- _TASK DESCRIPTION_
Recast the part of the listing starting at the line containing "of the shirt" and ending at the line containing "pixel 18 70", with both of those lines included, as a Markdown table. Use a No. column that numbers each row and a Line column that holds the line itself, and leave out any blank lines.

** START OF STORED DATA **

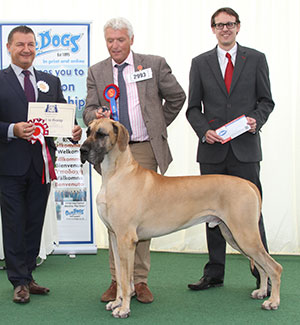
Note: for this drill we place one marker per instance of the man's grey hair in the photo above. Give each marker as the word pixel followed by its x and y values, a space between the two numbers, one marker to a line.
pixel 119 23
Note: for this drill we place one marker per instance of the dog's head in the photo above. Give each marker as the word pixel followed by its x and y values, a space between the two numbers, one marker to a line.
pixel 102 136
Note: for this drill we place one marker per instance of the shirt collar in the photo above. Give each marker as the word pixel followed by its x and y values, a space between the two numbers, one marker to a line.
pixel 128 60
pixel 222 53
pixel 18 70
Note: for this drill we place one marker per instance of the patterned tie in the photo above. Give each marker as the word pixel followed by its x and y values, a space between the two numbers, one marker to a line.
pixel 28 87
pixel 123 103
pixel 228 72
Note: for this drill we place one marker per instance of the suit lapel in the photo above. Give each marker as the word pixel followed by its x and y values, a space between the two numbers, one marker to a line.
pixel 15 84
pixel 241 58
pixel 38 77
pixel 213 62
pixel 141 86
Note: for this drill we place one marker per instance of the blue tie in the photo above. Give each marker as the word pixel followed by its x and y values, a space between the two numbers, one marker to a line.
pixel 28 87
pixel 123 103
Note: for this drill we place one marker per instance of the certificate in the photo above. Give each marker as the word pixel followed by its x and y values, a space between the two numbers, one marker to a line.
pixel 59 117
pixel 233 129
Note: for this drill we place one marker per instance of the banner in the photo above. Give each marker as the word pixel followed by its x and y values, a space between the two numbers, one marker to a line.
pixel 63 51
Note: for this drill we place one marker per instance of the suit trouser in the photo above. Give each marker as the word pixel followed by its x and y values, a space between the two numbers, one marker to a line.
pixel 143 154
pixel 216 243
pixel 23 201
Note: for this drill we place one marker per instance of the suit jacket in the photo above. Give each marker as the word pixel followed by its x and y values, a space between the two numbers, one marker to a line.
pixel 16 155
pixel 210 106
pixel 161 98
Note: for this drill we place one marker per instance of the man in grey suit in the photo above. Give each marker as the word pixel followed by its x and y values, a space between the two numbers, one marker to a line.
pixel 153 102
pixel 215 98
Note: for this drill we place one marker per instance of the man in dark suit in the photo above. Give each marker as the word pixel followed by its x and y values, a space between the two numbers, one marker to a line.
pixel 23 195
pixel 153 104
pixel 215 99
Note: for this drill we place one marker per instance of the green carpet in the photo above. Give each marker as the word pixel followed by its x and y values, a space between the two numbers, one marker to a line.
pixel 76 285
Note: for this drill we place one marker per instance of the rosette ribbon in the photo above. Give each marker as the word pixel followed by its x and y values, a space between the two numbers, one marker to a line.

** END OF STORED DATA **

- _ANSWER IN FULL_
| No. | Line |
|---|---|
| 1 | Note: for this drill we place one marker per instance of the shirt collar in the photo above. Give each marker as the word pixel followed by its x and y values, a space between the two numbers, one marker to a line. |
| 2 | pixel 128 60 |
| 3 | pixel 222 53 |
| 4 | pixel 18 70 |